ZIEL: Schreiben Sie die folgenden Daten vollständig und Zeile für Zeile unverändert ab, lassen Sie dabei aber die Bilder weg.

DATEN ZUR AUFGABE:
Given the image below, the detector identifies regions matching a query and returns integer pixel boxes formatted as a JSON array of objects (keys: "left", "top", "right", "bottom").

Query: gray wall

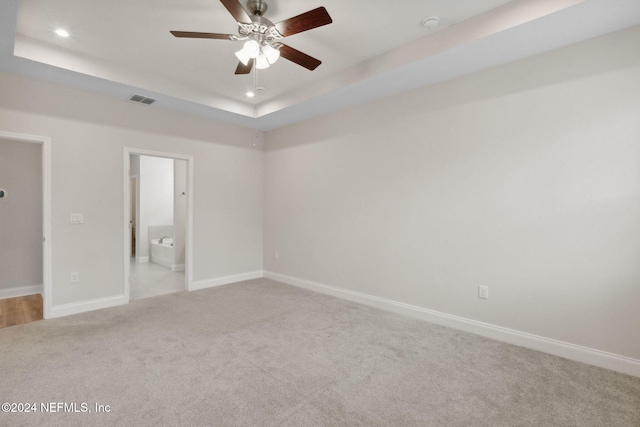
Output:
[
  {"left": 0, "top": 69, "right": 263, "bottom": 310},
  {"left": 0, "top": 139, "right": 43, "bottom": 290}
]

LÖSUNG DER AUFGABE:
Given the image below, the detector identifies regions matching a query and returns integer pixel boxes formatted as a JSON array of objects (keys: "left", "top", "right", "bottom").

Query: gray wall

Output:
[
  {"left": 0, "top": 69, "right": 263, "bottom": 310},
  {"left": 0, "top": 139, "right": 43, "bottom": 290}
]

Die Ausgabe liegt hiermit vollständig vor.